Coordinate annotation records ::
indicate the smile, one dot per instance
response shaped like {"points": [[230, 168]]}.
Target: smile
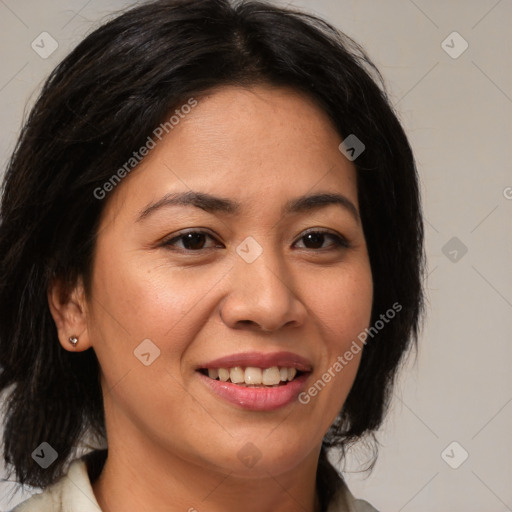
{"points": [[252, 376]]}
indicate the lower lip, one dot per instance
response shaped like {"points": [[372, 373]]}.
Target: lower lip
{"points": [[257, 399]]}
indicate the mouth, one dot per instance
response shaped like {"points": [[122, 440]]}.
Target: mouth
{"points": [[254, 377], [256, 381]]}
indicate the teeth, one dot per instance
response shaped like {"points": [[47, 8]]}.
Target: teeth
{"points": [[271, 376], [236, 375], [252, 376], [223, 374]]}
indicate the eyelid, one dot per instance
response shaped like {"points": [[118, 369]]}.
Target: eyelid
{"points": [[340, 241]]}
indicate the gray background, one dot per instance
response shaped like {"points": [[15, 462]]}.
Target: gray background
{"points": [[457, 112]]}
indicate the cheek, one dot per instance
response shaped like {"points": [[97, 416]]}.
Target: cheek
{"points": [[138, 299], [344, 305]]}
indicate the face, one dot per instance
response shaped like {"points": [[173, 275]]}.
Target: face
{"points": [[259, 285]]}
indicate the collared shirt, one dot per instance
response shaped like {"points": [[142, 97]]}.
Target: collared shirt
{"points": [[73, 493]]}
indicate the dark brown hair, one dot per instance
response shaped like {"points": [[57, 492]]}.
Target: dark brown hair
{"points": [[98, 106]]}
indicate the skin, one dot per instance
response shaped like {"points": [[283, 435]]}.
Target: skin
{"points": [[173, 444]]}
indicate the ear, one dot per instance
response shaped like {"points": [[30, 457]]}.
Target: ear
{"points": [[69, 312]]}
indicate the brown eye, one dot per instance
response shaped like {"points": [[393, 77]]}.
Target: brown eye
{"points": [[191, 241], [315, 240]]}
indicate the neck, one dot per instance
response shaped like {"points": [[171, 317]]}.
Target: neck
{"points": [[129, 482]]}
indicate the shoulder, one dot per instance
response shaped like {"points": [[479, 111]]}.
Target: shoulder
{"points": [[73, 492], [344, 501]]}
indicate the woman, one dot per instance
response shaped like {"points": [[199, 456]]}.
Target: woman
{"points": [[212, 254]]}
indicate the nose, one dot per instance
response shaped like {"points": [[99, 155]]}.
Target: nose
{"points": [[262, 295]]}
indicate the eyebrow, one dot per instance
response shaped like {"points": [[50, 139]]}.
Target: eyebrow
{"points": [[214, 204]]}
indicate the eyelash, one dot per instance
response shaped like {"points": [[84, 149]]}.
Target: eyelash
{"points": [[340, 242]]}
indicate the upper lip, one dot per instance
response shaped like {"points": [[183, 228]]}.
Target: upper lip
{"points": [[260, 360]]}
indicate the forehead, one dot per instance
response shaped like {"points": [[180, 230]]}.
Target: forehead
{"points": [[251, 144]]}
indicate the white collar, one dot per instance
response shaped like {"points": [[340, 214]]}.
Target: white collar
{"points": [[73, 493]]}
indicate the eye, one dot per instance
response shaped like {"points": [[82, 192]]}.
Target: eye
{"points": [[194, 241], [191, 240], [316, 239]]}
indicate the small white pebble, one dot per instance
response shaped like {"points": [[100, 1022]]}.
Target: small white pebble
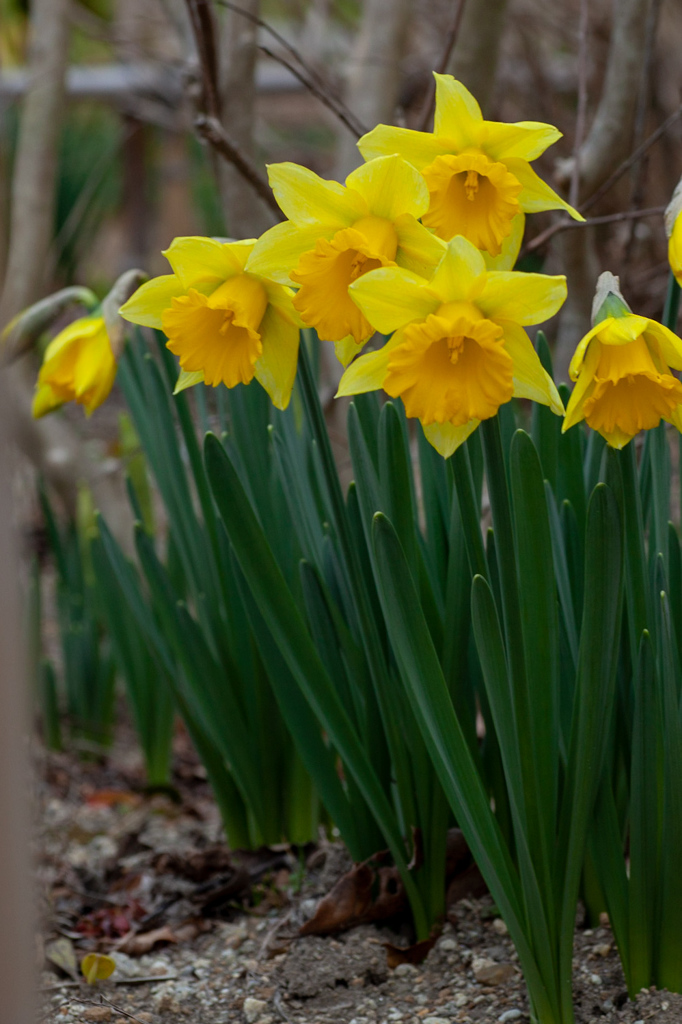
{"points": [[405, 970], [253, 1009]]}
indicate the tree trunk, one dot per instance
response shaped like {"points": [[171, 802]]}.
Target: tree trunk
{"points": [[374, 73], [32, 214], [16, 910], [474, 58]]}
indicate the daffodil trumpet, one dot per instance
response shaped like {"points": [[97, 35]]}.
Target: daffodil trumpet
{"points": [[459, 350], [477, 172], [337, 233], [226, 323], [623, 372]]}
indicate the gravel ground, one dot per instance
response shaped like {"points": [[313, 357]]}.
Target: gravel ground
{"points": [[96, 851]]}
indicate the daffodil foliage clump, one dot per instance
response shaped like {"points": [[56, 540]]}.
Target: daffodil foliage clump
{"points": [[374, 659]]}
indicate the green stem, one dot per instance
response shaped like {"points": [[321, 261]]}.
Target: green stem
{"points": [[469, 511], [637, 584], [370, 634], [672, 306]]}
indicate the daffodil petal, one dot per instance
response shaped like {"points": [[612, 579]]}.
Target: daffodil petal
{"points": [[510, 247], [461, 273], [676, 418], [147, 303], [458, 115], [368, 372], [187, 379], [583, 389], [195, 259], [307, 199], [525, 298], [536, 195], [347, 349], [390, 186], [525, 139], [390, 297], [530, 378], [44, 401], [418, 147], [275, 367], [281, 298], [446, 438], [279, 250], [419, 250], [581, 350], [671, 345], [675, 249]]}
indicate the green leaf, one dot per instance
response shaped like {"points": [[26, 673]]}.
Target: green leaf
{"points": [[431, 702], [293, 640]]}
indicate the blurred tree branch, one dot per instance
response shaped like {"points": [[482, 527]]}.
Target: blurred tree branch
{"points": [[474, 56], [374, 73], [33, 194], [605, 146]]}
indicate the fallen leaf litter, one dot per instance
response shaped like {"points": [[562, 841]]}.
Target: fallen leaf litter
{"points": [[254, 968]]}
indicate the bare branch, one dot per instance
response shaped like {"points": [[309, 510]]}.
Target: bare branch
{"points": [[308, 77], [631, 161], [201, 15], [211, 129], [427, 110], [341, 112], [582, 101], [567, 224]]}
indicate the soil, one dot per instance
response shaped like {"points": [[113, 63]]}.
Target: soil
{"points": [[123, 870]]}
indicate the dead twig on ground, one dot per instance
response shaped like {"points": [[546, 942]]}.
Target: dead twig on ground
{"points": [[112, 1006], [308, 77]]}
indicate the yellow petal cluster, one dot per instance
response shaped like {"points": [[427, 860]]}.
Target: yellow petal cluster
{"points": [[225, 323], [335, 235], [624, 384], [78, 366], [477, 172], [459, 349]]}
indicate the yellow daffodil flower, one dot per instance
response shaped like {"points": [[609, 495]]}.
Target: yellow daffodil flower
{"points": [[78, 366], [225, 324], [622, 369], [674, 231], [460, 350], [335, 235], [477, 172]]}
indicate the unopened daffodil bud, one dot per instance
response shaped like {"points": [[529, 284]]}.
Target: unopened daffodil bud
{"points": [[78, 366], [80, 363], [622, 369]]}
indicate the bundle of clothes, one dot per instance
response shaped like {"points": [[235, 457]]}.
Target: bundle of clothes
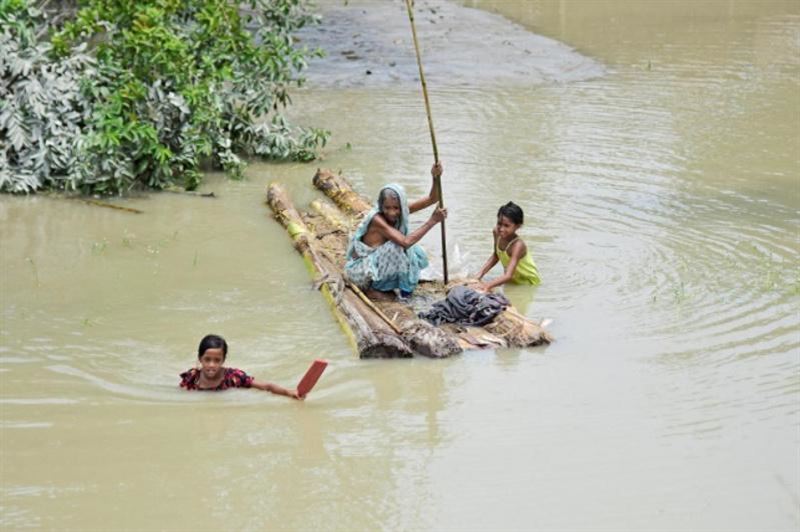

PROBLEM :: Locate each line in the material above that contains the word "woman", and copy those lines.

ANSWER TO THIS PROBLEM ::
indicate the woman, one dot per instance
Target: woman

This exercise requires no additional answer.